(Excerpted records begins)

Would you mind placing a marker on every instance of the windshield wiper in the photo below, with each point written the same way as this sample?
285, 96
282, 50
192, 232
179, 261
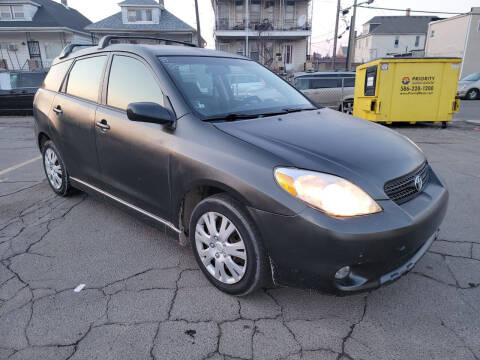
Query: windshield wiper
231, 117
238, 116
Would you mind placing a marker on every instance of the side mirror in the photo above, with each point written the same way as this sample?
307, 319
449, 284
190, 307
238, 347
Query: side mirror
150, 112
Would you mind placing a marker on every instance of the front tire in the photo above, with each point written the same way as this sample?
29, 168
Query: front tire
227, 246
55, 169
347, 107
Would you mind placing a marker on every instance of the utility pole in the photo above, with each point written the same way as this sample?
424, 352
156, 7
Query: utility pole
199, 36
351, 38
336, 36
247, 53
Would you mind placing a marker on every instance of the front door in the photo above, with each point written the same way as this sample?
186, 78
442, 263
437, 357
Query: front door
133, 156
73, 115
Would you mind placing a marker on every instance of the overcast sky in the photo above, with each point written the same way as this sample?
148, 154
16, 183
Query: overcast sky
323, 14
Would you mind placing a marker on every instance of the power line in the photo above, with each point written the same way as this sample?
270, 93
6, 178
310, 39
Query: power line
420, 11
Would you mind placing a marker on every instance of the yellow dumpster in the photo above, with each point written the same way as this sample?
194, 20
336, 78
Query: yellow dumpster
407, 89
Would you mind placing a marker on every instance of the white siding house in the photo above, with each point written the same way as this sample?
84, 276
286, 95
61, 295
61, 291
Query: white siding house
277, 31
32, 33
457, 36
385, 36
144, 17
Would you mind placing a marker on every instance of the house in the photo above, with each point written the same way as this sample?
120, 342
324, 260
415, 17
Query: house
457, 36
33, 32
144, 17
385, 36
275, 33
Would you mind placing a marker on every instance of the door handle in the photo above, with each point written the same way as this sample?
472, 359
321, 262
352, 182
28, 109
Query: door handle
102, 125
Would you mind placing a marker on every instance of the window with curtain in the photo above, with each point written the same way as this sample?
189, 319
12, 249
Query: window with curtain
288, 54
290, 12
255, 11
5, 13
239, 13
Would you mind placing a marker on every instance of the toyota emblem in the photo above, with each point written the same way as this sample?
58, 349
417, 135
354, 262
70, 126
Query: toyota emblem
418, 183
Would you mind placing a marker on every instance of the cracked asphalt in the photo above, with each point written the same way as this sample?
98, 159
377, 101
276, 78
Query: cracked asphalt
145, 297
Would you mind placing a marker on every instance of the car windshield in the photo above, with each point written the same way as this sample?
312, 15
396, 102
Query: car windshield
472, 77
216, 87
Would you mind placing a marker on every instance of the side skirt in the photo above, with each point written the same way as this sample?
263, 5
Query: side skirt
90, 188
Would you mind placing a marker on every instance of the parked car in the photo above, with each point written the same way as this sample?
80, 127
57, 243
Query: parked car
332, 89
469, 87
17, 89
264, 188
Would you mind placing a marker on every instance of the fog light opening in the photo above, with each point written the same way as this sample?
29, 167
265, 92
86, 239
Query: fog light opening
342, 273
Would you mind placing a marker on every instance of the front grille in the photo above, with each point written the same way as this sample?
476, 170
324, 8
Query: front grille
403, 189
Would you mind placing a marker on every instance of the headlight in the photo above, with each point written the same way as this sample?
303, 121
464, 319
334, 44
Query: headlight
328, 193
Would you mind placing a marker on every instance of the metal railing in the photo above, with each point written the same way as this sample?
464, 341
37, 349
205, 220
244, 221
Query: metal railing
261, 25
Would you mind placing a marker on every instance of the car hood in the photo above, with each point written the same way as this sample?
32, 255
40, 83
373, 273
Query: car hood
363, 152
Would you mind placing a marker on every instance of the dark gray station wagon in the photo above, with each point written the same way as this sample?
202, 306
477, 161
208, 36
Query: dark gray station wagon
215, 148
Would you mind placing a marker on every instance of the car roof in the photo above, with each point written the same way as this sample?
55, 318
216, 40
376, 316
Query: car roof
148, 49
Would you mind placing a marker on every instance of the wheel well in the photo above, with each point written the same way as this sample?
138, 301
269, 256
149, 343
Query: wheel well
42, 138
191, 199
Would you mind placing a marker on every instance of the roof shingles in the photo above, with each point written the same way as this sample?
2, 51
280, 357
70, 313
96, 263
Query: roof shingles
51, 14
168, 22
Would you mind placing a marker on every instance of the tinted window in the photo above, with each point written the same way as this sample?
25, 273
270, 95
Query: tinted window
26, 80
321, 83
349, 82
130, 81
55, 75
84, 78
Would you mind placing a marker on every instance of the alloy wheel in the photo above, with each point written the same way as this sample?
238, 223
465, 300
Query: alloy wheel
53, 169
220, 248
473, 94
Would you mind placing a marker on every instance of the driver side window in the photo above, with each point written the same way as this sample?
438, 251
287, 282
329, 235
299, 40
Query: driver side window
131, 81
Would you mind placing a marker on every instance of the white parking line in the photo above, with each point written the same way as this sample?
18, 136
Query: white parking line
14, 167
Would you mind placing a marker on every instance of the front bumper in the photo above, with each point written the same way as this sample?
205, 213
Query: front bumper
306, 250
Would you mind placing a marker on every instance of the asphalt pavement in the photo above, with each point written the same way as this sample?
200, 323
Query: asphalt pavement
145, 298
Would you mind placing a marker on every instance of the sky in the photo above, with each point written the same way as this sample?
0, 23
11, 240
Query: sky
323, 19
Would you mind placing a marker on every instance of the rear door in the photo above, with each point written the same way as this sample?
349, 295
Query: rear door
133, 156
73, 116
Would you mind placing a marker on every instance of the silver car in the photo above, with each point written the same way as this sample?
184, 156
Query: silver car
332, 89
469, 87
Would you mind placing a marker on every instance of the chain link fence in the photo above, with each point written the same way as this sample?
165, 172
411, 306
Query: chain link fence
335, 90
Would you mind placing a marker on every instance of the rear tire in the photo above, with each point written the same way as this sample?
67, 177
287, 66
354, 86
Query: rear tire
55, 169
227, 246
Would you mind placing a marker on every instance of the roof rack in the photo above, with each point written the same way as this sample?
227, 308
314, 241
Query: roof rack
105, 41
67, 50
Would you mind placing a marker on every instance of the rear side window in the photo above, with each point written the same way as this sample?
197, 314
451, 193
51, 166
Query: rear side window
85, 76
27, 80
55, 75
131, 81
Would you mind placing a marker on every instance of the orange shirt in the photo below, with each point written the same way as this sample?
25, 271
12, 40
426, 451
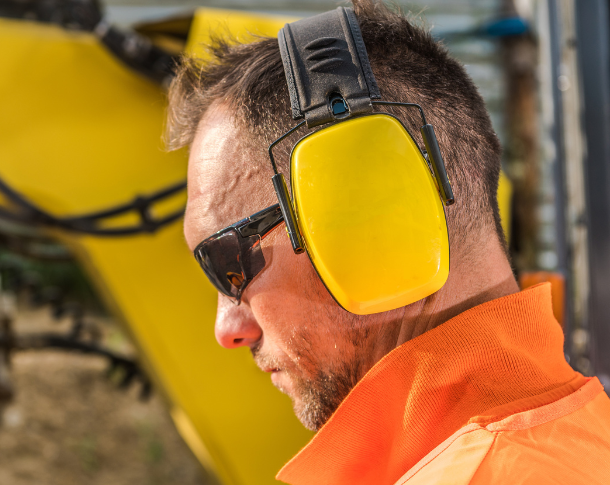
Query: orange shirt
486, 397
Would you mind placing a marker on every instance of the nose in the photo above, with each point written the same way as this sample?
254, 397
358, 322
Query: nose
235, 325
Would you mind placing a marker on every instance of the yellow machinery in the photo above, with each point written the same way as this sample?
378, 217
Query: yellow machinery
79, 133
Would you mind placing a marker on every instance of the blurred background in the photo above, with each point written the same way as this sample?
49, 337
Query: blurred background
109, 371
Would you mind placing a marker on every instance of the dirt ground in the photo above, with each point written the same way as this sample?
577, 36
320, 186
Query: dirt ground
69, 424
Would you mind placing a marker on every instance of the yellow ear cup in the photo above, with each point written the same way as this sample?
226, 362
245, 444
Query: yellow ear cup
370, 214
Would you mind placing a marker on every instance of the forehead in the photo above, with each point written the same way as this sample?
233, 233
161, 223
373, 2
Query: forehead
228, 178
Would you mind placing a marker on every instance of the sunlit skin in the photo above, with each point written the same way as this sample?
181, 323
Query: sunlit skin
296, 331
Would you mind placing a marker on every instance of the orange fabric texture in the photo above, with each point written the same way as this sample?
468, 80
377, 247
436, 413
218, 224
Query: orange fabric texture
486, 397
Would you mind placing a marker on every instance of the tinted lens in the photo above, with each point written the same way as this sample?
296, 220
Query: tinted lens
231, 261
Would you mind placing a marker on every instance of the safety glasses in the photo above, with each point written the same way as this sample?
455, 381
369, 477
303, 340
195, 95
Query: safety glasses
233, 257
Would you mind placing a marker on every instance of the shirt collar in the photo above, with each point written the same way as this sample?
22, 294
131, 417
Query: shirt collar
498, 358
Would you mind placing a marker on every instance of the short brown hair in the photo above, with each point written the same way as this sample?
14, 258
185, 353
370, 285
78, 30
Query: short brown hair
409, 66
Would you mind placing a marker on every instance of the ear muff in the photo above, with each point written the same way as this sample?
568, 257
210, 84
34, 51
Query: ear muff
369, 212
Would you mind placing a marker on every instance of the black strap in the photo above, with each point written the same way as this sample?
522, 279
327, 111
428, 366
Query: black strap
325, 55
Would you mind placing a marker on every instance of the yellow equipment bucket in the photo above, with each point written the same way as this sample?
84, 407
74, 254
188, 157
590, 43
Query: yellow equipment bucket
81, 133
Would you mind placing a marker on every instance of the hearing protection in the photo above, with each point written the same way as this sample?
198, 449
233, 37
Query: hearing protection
367, 203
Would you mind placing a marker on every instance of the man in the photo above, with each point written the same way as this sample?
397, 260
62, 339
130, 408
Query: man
467, 385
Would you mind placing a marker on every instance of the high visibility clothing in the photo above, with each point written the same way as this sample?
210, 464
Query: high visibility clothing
486, 397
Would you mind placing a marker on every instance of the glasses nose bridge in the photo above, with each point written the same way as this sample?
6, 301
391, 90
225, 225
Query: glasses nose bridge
235, 325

(Excerpted records ends)

What needs to be done:
Could you report all lines of the listing that hold "below"?

Response:
Would you mind placing a marker on every instance of the windshield wiper in the photo below, with each point written the same way as this sample?
Would you mind placing a marker on every instance of the orange shirt in the photo below, with each point written the same way as this sample?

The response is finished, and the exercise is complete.